EXERCISE:
Please express every line of the records below as a JSON list of strings, one string per line, with blank lines left out.

--- START THE RECORDS ---

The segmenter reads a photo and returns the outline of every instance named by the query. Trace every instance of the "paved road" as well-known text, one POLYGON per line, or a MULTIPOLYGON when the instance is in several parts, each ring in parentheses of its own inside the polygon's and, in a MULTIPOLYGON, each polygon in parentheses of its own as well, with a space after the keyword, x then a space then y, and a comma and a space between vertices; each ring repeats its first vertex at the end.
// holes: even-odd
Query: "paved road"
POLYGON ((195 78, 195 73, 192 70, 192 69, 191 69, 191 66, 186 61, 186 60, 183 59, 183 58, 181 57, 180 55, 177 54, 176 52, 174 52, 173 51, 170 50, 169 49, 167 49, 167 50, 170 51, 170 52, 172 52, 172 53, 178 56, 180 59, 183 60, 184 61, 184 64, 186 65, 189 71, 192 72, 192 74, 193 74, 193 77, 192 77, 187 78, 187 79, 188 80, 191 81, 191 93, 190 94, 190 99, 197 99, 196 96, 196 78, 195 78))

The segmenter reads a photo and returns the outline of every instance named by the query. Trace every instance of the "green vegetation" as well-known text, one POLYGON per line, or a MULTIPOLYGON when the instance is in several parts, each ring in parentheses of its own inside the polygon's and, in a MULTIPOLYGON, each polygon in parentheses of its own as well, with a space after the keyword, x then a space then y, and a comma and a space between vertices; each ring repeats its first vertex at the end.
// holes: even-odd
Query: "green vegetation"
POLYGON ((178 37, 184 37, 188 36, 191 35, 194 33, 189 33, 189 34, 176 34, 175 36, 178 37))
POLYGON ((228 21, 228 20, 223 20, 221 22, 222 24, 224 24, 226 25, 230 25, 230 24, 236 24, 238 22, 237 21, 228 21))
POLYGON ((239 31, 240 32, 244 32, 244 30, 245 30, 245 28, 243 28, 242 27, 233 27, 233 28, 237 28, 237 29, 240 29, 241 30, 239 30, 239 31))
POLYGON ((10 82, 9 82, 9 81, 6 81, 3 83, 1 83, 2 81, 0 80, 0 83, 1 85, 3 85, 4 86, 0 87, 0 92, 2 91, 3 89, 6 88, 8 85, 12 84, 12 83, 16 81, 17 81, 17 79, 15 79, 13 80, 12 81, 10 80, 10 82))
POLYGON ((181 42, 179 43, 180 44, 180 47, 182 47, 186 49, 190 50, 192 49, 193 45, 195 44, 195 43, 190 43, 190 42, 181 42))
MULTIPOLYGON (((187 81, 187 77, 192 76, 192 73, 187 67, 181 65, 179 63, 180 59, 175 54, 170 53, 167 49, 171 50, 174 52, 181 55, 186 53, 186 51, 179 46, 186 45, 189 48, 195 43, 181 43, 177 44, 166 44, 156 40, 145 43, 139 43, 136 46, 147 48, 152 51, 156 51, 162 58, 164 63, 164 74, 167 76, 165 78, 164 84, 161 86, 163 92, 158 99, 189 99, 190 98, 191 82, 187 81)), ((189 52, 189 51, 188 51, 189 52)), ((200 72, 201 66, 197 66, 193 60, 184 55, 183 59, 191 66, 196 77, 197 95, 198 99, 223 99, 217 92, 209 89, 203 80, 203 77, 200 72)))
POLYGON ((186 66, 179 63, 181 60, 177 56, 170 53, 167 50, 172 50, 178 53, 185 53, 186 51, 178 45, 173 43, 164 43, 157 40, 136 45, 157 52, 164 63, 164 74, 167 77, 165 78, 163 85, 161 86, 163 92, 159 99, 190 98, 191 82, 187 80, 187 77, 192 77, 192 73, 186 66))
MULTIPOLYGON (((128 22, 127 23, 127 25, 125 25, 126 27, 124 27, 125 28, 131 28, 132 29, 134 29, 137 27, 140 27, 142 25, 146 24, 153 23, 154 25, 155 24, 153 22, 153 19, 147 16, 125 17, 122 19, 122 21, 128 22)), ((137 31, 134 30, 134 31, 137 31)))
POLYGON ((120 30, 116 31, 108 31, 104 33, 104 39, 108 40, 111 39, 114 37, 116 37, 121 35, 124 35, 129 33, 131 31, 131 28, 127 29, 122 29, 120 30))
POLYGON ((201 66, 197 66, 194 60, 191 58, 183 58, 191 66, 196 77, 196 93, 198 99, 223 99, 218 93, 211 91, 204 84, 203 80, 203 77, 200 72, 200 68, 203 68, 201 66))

--- END THE RECORDS ---

TASK ANSWER:
[
  "The segmenter reads a photo and returns the outline of every instance named by the query. Trace every instance of the \"paved road\" as well-known text, one POLYGON per line, or a MULTIPOLYGON when the instance is in several parts, each ring in parentheses of its own inside the polygon's and, in a MULTIPOLYGON, each polygon in parentheses of its own as well, with a space after the keyword, x then a space then y, and a comma and a space between vertices; each ring repeats its first vertex at the end.",
  "// holes: even-odd",
  "Query: \"paved road\"",
  "POLYGON ((195 78, 195 73, 192 70, 192 69, 191 69, 191 66, 186 61, 186 60, 183 59, 183 58, 181 57, 180 55, 177 54, 176 52, 174 52, 173 51, 170 50, 169 49, 167 49, 167 50, 170 51, 170 52, 172 52, 172 53, 178 56, 180 59, 183 60, 184 61, 184 64, 186 65, 189 71, 192 72, 192 74, 193 74, 193 77, 192 77, 187 78, 187 79, 188 80, 191 81, 191 93, 190 94, 190 99, 197 99, 196 96, 196 78, 195 78))",
  "The segmenter reads a photo and returns the outline of every instance named by the query. Trace every instance of the \"green vegetation\" as well-known text, one POLYGON per line, or a MULTIPOLYGON when the instance is in several parts, each ring in parentheses of its own inside the polygon's and, in a MULTIPOLYGON, each polygon in parentheses of its own as well, with a space after the keyword, x then a space then y, and a comma and a space between vertices; each ring repeats its first vertex at the end.",
  "// holes: even-odd",
  "Query: \"green vegetation\"",
  "POLYGON ((178 37, 184 37, 188 36, 191 35, 194 33, 189 33, 189 34, 176 34, 175 36, 178 37))",
  "POLYGON ((228 21, 228 20, 223 20, 221 22, 222 24, 224 24, 226 25, 230 25, 230 24, 236 24, 238 22, 237 21, 228 21))",
  "POLYGON ((239 31, 240 32, 244 32, 244 30, 245 30, 245 28, 243 28, 242 27, 233 27, 233 28, 237 28, 237 29, 240 29, 241 30, 239 30, 239 31))",
  "POLYGON ((10 82, 9 82, 9 81, 6 81, 3 83, 1 83, 2 81, 0 80, 0 83, 1 85, 3 85, 4 86, 0 87, 0 92, 2 91, 3 89, 6 88, 8 85, 12 84, 12 83, 16 81, 17 81, 17 79, 15 79, 13 80, 12 81, 10 80, 10 82))",
  "POLYGON ((181 42, 179 43, 180 44, 180 47, 182 47, 186 49, 190 50, 192 49, 193 45, 195 44, 195 43, 190 43, 190 42, 181 42))",
  "MULTIPOLYGON (((187 81, 187 77, 192 76, 192 73, 187 67, 181 65, 179 63, 180 59, 175 54, 170 53, 167 49, 171 50, 174 52, 181 55, 186 53, 186 51, 179 46, 186 45, 189 48, 195 43, 181 43, 177 44, 166 44, 156 40, 145 43, 139 43, 136 46, 147 48, 152 51, 156 51, 162 58, 164 63, 164 74, 167 76, 165 78, 164 84, 161 86, 163 92, 158 99, 189 99, 190 98, 191 82, 187 81)), ((189 52, 189 51, 188 51, 189 52)), ((200 72, 201 66, 197 66, 193 60, 184 55, 183 59, 191 66, 196 77, 197 95, 198 99, 223 99, 217 92, 209 89, 203 80, 203 77, 200 72)))",
  "POLYGON ((186 66, 179 63, 181 60, 177 56, 170 53, 167 50, 172 50, 178 53, 185 53, 186 51, 178 45, 173 43, 164 43, 157 40, 136 45, 157 52, 164 63, 164 74, 167 77, 165 78, 163 85, 161 86, 163 92, 159 99, 190 98, 191 82, 187 80, 187 77, 192 77, 192 73, 186 66))",
  "MULTIPOLYGON (((128 22, 127 23, 127 25, 125 25, 126 27, 124 27, 125 28, 131 28, 132 29, 134 29, 137 27, 140 27, 142 25, 146 24, 153 23, 154 25, 155 24, 153 22, 153 19, 147 16, 125 17, 122 19, 122 21, 128 22)), ((137 31, 134 30, 134 31, 137 31)))",
  "POLYGON ((120 30, 116 31, 108 31, 104 33, 104 39, 108 40, 111 39, 114 37, 116 37, 121 35, 124 35, 129 33, 131 31, 131 28, 127 29, 122 29, 120 30))",
  "POLYGON ((201 66, 197 66, 194 60, 191 58, 183 58, 191 66, 196 77, 196 93, 198 99, 223 99, 218 93, 211 91, 204 84, 203 80, 203 77, 200 72, 200 68, 203 68, 201 66))"
]